■ About this exercise ■
Where the data below begins, start retyping exactly, and end on the line with "157L132 165L104 149L78", which is included; no picture goes in.

START Provided records

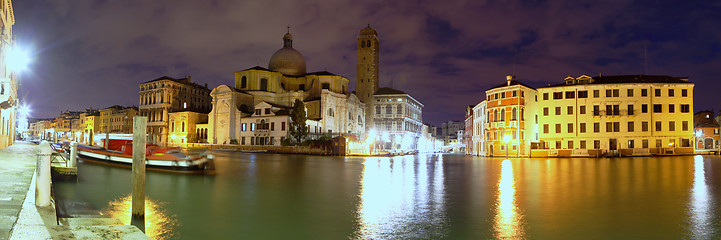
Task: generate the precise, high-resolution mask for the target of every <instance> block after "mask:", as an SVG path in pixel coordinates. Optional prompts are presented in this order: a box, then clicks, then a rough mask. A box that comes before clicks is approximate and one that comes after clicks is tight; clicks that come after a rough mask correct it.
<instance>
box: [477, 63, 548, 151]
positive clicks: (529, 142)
mask: <svg viewBox="0 0 721 240" xmlns="http://www.w3.org/2000/svg"><path fill="white" fill-rule="evenodd" d="M537 94H538V92H537V91H536V90H535V89H533V88H532V87H530V86H528V85H525V84H523V83H521V82H519V81H517V80H515V76H506V83H504V84H501V85H499V86H496V87H494V88H491V89H489V90H488V91H486V102H487V103H486V123H485V125H484V126H485V132H486V154H487V155H490V156H530V149H531V142H532V141H536V140H537V139H538V138H537V137H536V135H535V133H536V132H537V125H536V124H535V116H536V112H537V109H538V102H537V98H536V96H537Z"/></svg>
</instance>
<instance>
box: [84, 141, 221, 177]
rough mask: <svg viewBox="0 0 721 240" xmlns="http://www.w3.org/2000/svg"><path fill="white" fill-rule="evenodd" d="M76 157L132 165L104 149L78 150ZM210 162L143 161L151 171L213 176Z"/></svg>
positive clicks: (123, 166)
mask: <svg viewBox="0 0 721 240" xmlns="http://www.w3.org/2000/svg"><path fill="white" fill-rule="evenodd" d="M78 157H80V158H81V159H82V160H86V161H89V162H94V163H101V164H106V165H114V166H121V167H127V168H131V167H132V165H133V158H132V156H127V155H122V154H119V153H115V152H110V151H107V150H104V149H93V148H87V147H84V148H80V147H78ZM212 167H213V164H212V160H209V159H207V158H206V157H205V156H202V157H197V158H189V159H179V160H161V159H153V157H152V156H151V157H148V158H146V160H145V168H146V169H147V170H151V171H161V172H175V173H187V174H213V173H214V172H213V169H212Z"/></svg>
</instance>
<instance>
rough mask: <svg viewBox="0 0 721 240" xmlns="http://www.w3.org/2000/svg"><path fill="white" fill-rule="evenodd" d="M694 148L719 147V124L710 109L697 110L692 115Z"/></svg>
mask: <svg viewBox="0 0 721 240" xmlns="http://www.w3.org/2000/svg"><path fill="white" fill-rule="evenodd" d="M693 128H694V138H695V142H696V149H699V150H717V149H718V148H719V125H718V123H717V122H716V120H715V117H714V113H713V112H712V111H699V112H697V113H695V114H694V115H693Z"/></svg>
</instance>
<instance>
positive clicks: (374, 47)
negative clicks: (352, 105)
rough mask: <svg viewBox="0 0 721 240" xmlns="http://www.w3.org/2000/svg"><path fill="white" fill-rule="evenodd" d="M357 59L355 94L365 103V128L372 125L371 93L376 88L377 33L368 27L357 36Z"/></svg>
mask: <svg viewBox="0 0 721 240" xmlns="http://www.w3.org/2000/svg"><path fill="white" fill-rule="evenodd" d="M356 47H357V48H358V59H357V65H356V95H357V96H358V99H360V101H361V102H363V103H365V104H366V118H365V124H366V130H369V129H371V128H373V127H374V123H373V115H374V114H375V104H374V103H375V101H373V93H374V92H375V91H377V90H378V85H379V83H378V62H379V61H378V60H379V58H378V54H379V45H378V33H377V32H376V30H375V29H373V28H371V26H370V24H368V27H366V28H364V29H361V31H360V35H359V36H358V43H357V45H356Z"/></svg>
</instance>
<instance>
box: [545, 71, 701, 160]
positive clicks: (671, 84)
mask: <svg viewBox="0 0 721 240" xmlns="http://www.w3.org/2000/svg"><path fill="white" fill-rule="evenodd" d="M693 87H694V84H693V83H691V82H689V81H688V78H680V77H669V76H644V75H625V76H599V77H593V78H592V77H589V76H585V75H583V76H580V77H578V78H573V77H567V78H566V79H565V82H564V83H562V84H558V85H554V86H549V87H543V88H539V89H538V94H539V96H538V98H539V100H538V102H539V114H538V115H539V116H538V126H539V138H540V141H541V142H540V144H539V148H542V149H548V150H546V151H547V152H548V154H549V155H551V156H556V155H557V156H589V155H597V154H598V155H601V154H609V155H617V154H620V155H624V156H627V155H649V154H656V153H665V154H669V153H676V154H679V153H693V150H694V149H693V146H692V144H691V143H692V142H693ZM588 149H594V150H591V151H589V150H588Z"/></svg>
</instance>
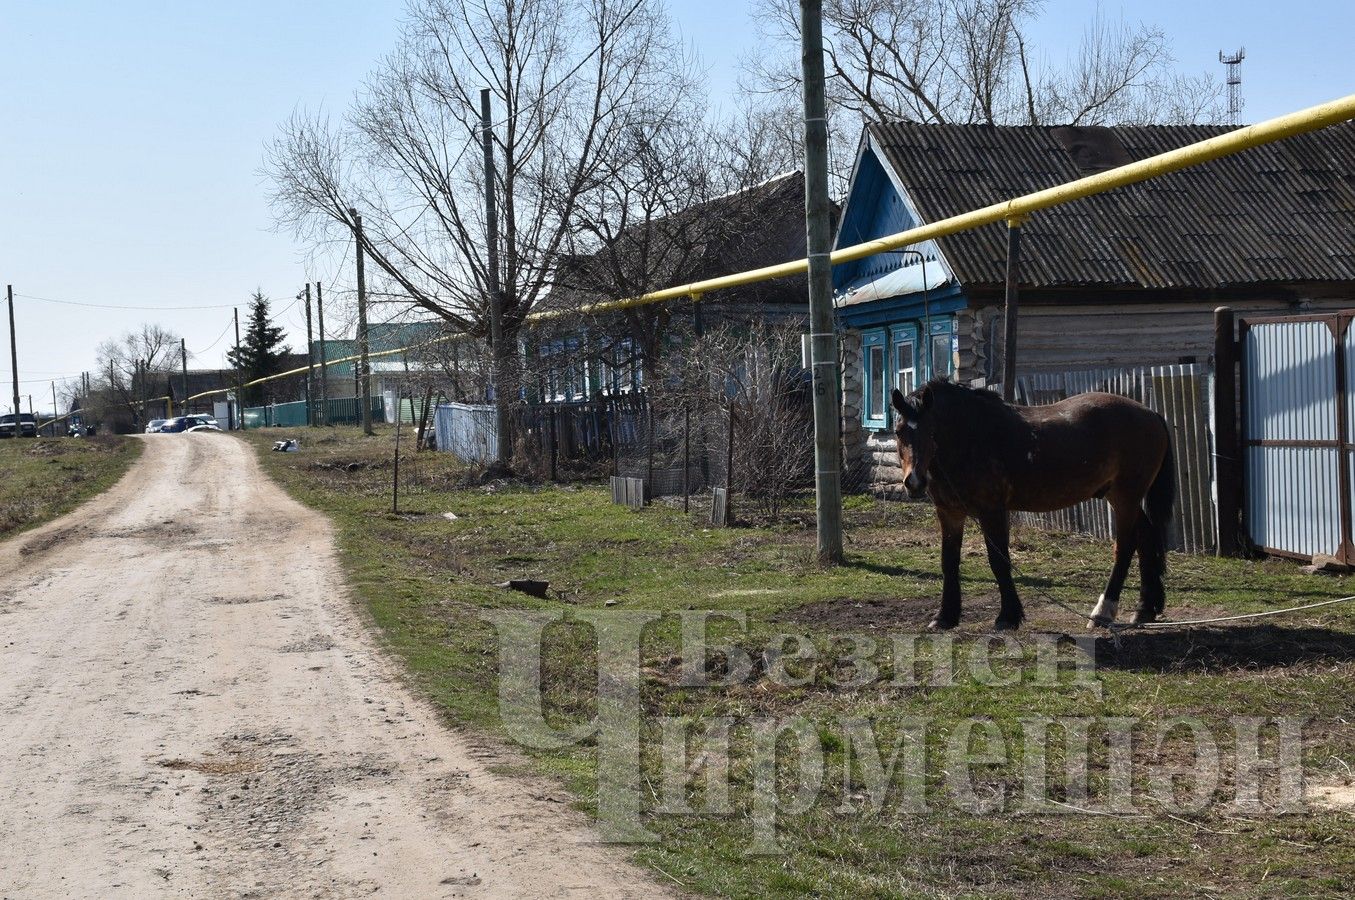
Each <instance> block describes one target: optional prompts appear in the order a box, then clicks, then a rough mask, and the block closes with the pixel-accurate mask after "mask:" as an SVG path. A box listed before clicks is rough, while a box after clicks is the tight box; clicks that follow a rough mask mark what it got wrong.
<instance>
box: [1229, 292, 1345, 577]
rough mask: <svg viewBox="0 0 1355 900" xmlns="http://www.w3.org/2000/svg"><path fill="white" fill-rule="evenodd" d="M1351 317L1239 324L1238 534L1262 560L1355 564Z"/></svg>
mask: <svg viewBox="0 0 1355 900" xmlns="http://www.w3.org/2000/svg"><path fill="white" fill-rule="evenodd" d="M1352 317H1355V313H1348V312H1347V313H1337V314H1324V316H1289V317H1279V319H1244V320H1243V323H1241V340H1240V343H1241V351H1243V354H1241V363H1243V365H1241V371H1243V396H1241V407H1243V470H1244V484H1245V502H1244V504H1243V525H1244V527H1245V529H1247V535H1248V537H1249V538H1251V542H1252V544H1253V545H1255V546H1256V548H1257V549H1260V550H1264V552H1267V553H1276V554H1282V556H1291V557H1298V558H1304V560H1308V558H1310V557H1313V556H1317V554H1327V556H1332V557H1336V558H1337V560H1340V561H1343V563H1348V564H1355V542H1352V535H1351V485H1352V483H1355V478H1352V469H1351V465H1352V459H1355V454H1352V453H1351V451H1352V445H1351V423H1352V420H1355V409H1352V401H1355V385H1352V384H1350V381H1351V380H1352V373H1355V329H1352V328H1351V320H1352Z"/></svg>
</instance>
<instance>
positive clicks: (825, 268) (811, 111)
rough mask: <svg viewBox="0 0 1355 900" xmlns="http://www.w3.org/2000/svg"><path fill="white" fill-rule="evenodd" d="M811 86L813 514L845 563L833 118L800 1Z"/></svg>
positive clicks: (828, 543)
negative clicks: (837, 358) (828, 168)
mask: <svg viewBox="0 0 1355 900" xmlns="http://www.w3.org/2000/svg"><path fill="white" fill-rule="evenodd" d="M799 26H801V27H799V33H801V35H802V37H801V39H802V42H804V43H802V45H801V65H802V73H804V81H805V249H806V251H808V253H806V255H808V258H809V354H810V363H812V367H813V384H814V512H816V519H817V523H818V560H820V561H821V563H828V564H837V563H841V560H843V495H841V476H840V472H839V459H840V457H841V441H840V439H839V432H840V428H841V413H840V407H839V396H837V390H839V378H837V333H836V331H835V327H833V264H832V259H831V253H832V237H833V234H832V221H831V218H829V217H831V209H832V207H831V205H829V201H828V112H827V103H825V100H824V4H822V0H799Z"/></svg>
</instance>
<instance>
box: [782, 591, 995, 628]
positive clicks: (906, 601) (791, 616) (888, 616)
mask: <svg viewBox="0 0 1355 900" xmlns="http://www.w3.org/2000/svg"><path fill="white" fill-rule="evenodd" d="M997 607H999V599H997V595H996V594H992V595H986V596H977V598H973V599H966V600H965V611H963V618H962V619H961V623H959V628H958V629H957V630H959V632H962V633H963V632H986V630H989V629H991V626H992V623H993V621H995V619H996V618H997ZM939 609H940V605H939V602H938V600H936V599H935V598H930V596H928V598H921V599H913V598H867V599H860V600H846V599H843V600H818V602H816V603H806V605H804V606H799V607H795V609H793V610H790V611H787V613H785V614H783V615H782V617H780V621H786V622H795V623H797V625H804V626H805V628H809V629H813V630H822V632H862V630H864V632H870V630H892V632H923V630H925V629H927V625H928V623H931V621H932V619H934V618H936V613H938V610H939Z"/></svg>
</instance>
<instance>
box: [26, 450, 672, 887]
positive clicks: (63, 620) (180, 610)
mask: <svg viewBox="0 0 1355 900" xmlns="http://www.w3.org/2000/svg"><path fill="white" fill-rule="evenodd" d="M146 443H148V446H146V451H145V454H142V458H141V459H140V461H138V462H137V464H136V466H134V468H133V470H131V472H130V473H129V474H127V477H126V478H123V480H122V483H119V484H118V485H117V487H115V488H114V489H111V491H110V492H108V493H106V495H103V496H102V497H99V499H96V500H93V502H92V503H89V504H87V506H85V507H83V508H80V510H77V511H76V512H75V514H73V515H70V516H66V518H65V519H61V520H58V522H53V523H50V525H47V526H45V527H42V529H39V530H37V531H31V533H27V534H24V535H20V537H19V538H16V539H12V541H9V542H7V544H4V545H0V897H58V896H60V897H72V896H75V897H115V896H118V897H150V896H194V897H199V896H207V897H215V896H226V897H236V896H238V897H272V896H298V897H316V896H320V897H348V896H373V895H374V893H377V895H381V896H393V897H442V896H458V897H507V896H512V897H538V896H539V897H550V896H580V897H583V896H588V897H595V896H598V897H627V896H635V897H638V896H646V897H648V896H656V895H661V893H663V889H661V888H659V886H657V885H654V884H653V882H650V881H649V880H648V878H646V876H644V874H642V873H640V872H638V870H637V869H634V867H631V866H630V865H627V863H626V862H625V861H622V859H621V858H619V857H618V854H617V851H615V848H612V847H606V846H600V844H596V843H591V840H593V836H592V832H591V831H589V827H588V823H587V821H585V820H584V819H583V817H581V816H579V815H576V813H573V812H572V811H570V809H569V808H568V806H566V805H564V804H561V802H560V800H558V798H553V797H550V796H549V794H550V786H549V785H546V783H543V782H537V781H531V779H519V778H514V777H504V775H499V774H492V773H491V771H489V769H491V767H492V766H493V764H495V763H496V762H503V760H501V759H500V758H499V756H497V755H496V752H495V751H492V750H488V748H485V747H480V745H477V744H476V741H473V740H469V739H466V737H463V736H461V735H458V733H455V732H453V731H449V729H446V728H443V727H442V725H440V724H439V721H438V717H436V714H435V713H434V712H432V710H431V709H430V708H428V706H425V705H424V703H423V702H421V701H419V699H416V698H415V697H412V695H411V693H409V691H408V690H406V689H405V687H404V686H402V684H401V683H400V682H398V680H397V679H396V676H394V674H393V668H392V666H390V664H389V663H388V661H386V660H385V659H383V657H382V655H381V652H379V651H378V649H377V647H375V645H374V642H373V640H371V638H370V637H369V636H367V633H366V630H364V625H363V622H362V621H360V618H359V615H358V614H356V611H355V610H354V609H352V607H351V602H350V599H348V598H347V596H346V594H344V588H343V583H341V577H340V573H339V567H337V564H336V560H335V549H333V542H332V538H331V531H329V526H328V523H327V520H325V519H324V518H322V516H320V515H317V514H314V512H312V511H309V510H306V508H304V507H301V506H299V504H298V503H295V502H293V500H291V499H290V497H287V496H286V495H285V493H283V492H282V489H280V488H278V487H276V485H275V484H272V483H271V481H268V480H267V478H266V477H264V476H263V474H262V473H260V470H259V466H257V464H256V462H255V459H253V457H252V453H251V450H249V449H248V447H247V446H245V445H244V443H243V442H240V441H236V439H233V438H230V436H226V435H156V436H150V438H148V439H146Z"/></svg>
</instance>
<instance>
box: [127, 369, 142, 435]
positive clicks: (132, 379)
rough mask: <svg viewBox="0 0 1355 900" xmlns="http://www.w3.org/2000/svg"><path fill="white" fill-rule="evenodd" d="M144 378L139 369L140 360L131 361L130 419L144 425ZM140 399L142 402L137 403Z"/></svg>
mask: <svg viewBox="0 0 1355 900" xmlns="http://www.w3.org/2000/svg"><path fill="white" fill-rule="evenodd" d="M145 385H146V378H145V373H144V371H142V370H141V361H140V359H133V361H131V392H130V393H131V420H133V422H134V423H137V424H140V426H141V427H142V428H144V427H145V417H146V404H145V403H144V400H145V396H146V389H145ZM138 401H142V403H138Z"/></svg>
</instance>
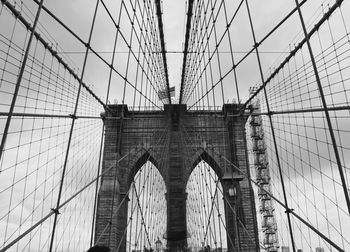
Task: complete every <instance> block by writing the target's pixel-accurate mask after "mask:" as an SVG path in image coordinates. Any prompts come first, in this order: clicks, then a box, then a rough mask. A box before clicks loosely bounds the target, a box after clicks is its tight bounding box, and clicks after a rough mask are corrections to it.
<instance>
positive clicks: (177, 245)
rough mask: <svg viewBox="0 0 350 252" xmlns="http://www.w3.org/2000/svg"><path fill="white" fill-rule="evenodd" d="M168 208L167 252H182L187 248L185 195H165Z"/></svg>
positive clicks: (185, 194) (183, 194) (185, 200)
mask: <svg viewBox="0 0 350 252" xmlns="http://www.w3.org/2000/svg"><path fill="white" fill-rule="evenodd" d="M166 199H167V208H168V211H167V212H168V223H167V240H168V251H170V252H177V251H184V249H185V248H186V247H187V229H186V199H187V194H185V193H182V192H179V193H176V192H175V193H168V194H167V195H166Z"/></svg>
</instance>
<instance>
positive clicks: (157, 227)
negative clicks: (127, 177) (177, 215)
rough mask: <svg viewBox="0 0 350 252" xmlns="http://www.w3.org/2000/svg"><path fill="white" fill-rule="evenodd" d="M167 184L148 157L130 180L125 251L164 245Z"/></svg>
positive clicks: (145, 249)
mask: <svg viewBox="0 0 350 252" xmlns="http://www.w3.org/2000/svg"><path fill="white" fill-rule="evenodd" d="M165 193H166V185H165V182H164V179H163V177H162V175H161V174H160V172H159V170H158V169H157V168H156V166H155V165H154V162H151V161H150V160H149V159H147V161H145V163H144V164H143V165H142V166H141V168H140V169H138V171H137V172H136V174H135V175H134V177H133V178H132V179H131V182H130V190H129V202H128V218H127V223H128V224H127V233H126V251H127V252H132V251H152V250H156V244H159V242H160V243H161V244H160V247H161V248H165V247H166V240H165V239H164V234H165V233H166V227H167V211H166V199H165Z"/></svg>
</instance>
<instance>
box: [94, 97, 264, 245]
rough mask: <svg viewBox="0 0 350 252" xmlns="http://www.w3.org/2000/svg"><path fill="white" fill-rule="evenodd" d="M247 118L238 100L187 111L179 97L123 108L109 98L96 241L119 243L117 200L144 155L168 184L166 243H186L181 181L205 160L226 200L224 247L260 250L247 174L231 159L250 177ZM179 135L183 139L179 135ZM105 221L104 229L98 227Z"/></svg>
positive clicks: (184, 192)
mask: <svg viewBox="0 0 350 252" xmlns="http://www.w3.org/2000/svg"><path fill="white" fill-rule="evenodd" d="M246 119H247V118H246V117H245V116H242V115H241V114H240V107H239V105H237V104H225V105H224V106H223V108H222V111H188V110H187V109H186V105H181V104H180V105H179V104H176V105H165V106H164V110H163V111H128V109H127V106H126V105H110V106H109V111H108V112H106V113H105V114H104V122H105V143H104V144H105V146H104V155H103V166H102V172H103V176H102V179H101V187H100V191H99V196H98V207H97V216H96V225H95V242H96V243H97V244H109V246H110V247H111V248H112V251H120V252H124V251H125V250H126V240H125V237H126V235H125V233H124V230H126V224H127V207H128V202H127V200H123V199H124V198H125V195H126V194H127V192H128V190H129V187H130V184H131V182H132V180H133V178H134V176H135V174H136V173H137V171H138V170H139V169H140V168H141V167H142V165H143V164H144V163H145V162H147V161H151V162H152V163H153V164H154V165H155V166H156V167H157V169H158V170H159V172H160V173H161V175H162V176H163V178H164V181H165V184H166V188H167V192H166V195H165V197H166V201H167V246H168V250H169V251H179V250H182V251H184V249H185V248H186V246H187V237H186V236H187V230H186V200H187V197H186V193H185V190H186V183H187V180H188V178H189V176H190V174H191V172H192V170H193V169H194V168H195V167H196V165H197V164H198V163H199V162H200V161H202V160H204V161H206V162H207V163H208V164H209V165H210V166H211V167H212V168H213V169H214V171H215V172H216V173H217V175H218V177H219V178H220V181H221V185H222V188H223V191H224V194H225V198H226V199H227V201H229V202H230V204H228V203H227V201H225V209H224V210H225V219H226V224H227V244H228V249H229V251H259V242H258V234H257V222H256V209H255V205H254V195H253V190H252V188H251V186H250V183H248V179H247V178H246V177H243V176H242V175H240V174H239V173H238V172H237V170H236V169H234V167H233V165H232V164H231V163H233V164H235V165H236V166H237V167H239V168H240V169H241V170H242V171H244V173H245V174H247V175H248V176H249V165H248V156H247V146H246V140H245V122H246ZM184 135H186V139H187V141H183V136H184ZM160 154H161V155H160ZM121 158H122V159H121ZM225 158H227V159H229V162H228V160H225ZM120 159H121V160H120ZM117 160H120V161H119V162H117ZM230 189H231V192H232V191H234V192H235V195H234V196H232V193H231V194H229V191H230ZM119 205H120V209H119V211H118V213H117V215H116V216H113V218H112V219H111V209H112V208H113V207H114V209H116V206H119ZM232 206H233V207H234V208H235V209H236V213H237V216H238V218H239V219H240V221H239V223H238V222H237V220H236V218H235V217H234V214H233V212H232ZM110 220H112V223H111V225H110V227H109V228H110V230H109V231H108V232H104V231H103V230H104V229H105V227H106V226H107V224H108V223H109V222H110ZM109 233H110V234H109ZM247 233H248V234H247ZM123 237H124V238H123ZM97 239H98V241H97ZM229 241H231V242H229ZM118 244H119V246H118ZM232 244H234V246H235V249H234V248H232Z"/></svg>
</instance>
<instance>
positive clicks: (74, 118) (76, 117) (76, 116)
mask: <svg viewBox="0 0 350 252" xmlns="http://www.w3.org/2000/svg"><path fill="white" fill-rule="evenodd" d="M69 117H70V118H72V119H74V120H76V119H78V117H77V116H76V115H75V114H69Z"/></svg>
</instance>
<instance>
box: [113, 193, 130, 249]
mask: <svg viewBox="0 0 350 252" xmlns="http://www.w3.org/2000/svg"><path fill="white" fill-rule="evenodd" d="M128 201H129V198H128V196H127V195H126V193H119V195H118V205H117V207H118V208H119V209H118V213H117V214H116V222H117V223H116V225H115V226H116V246H117V250H116V251H117V252H125V251H126V236H127V223H128Z"/></svg>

END Provided records

■ Result of the exercise ■
Task: generate the precise, high-resolution mask for the target of every <instance> block after "mask:", as an SVG path in pixel coordinates. Optional prompts are presented in this order: a box, then clicks, then a rough mask. A box that comes before clicks is approximate and one that comes after clicks is tight; clicks that come after a rough mask correct it.
<instance>
box: [477, 63, 548, 151]
positive clicks: (529, 142)
mask: <svg viewBox="0 0 721 240" xmlns="http://www.w3.org/2000/svg"><path fill="white" fill-rule="evenodd" d="M537 94H538V92H537V91H536V90H535V89H533V88H532V87H530V86H528V85H525V84H523V83H521V82H519V81H517V80H515V76H506V83H504V84H501V85H499V86H496V87H494V88H491V89H489V90H488V91H486V102H487V103H486V123H485V125H484V126H485V132H486V154H487V155H490V156H530V149H531V142H532V141H536V140H537V139H538V138H537V137H536V135H535V133H536V132H537V125H536V124H535V116H536V112H537V109H538V102H537V98H536V96H537Z"/></svg>
</instance>
<instance>
box: [84, 141, 221, 177]
rough mask: <svg viewBox="0 0 721 240" xmlns="http://www.w3.org/2000/svg"><path fill="white" fill-rule="evenodd" d="M76 157L132 165L104 149L78 150ZM210 162L143 161L151 171L213 176Z"/></svg>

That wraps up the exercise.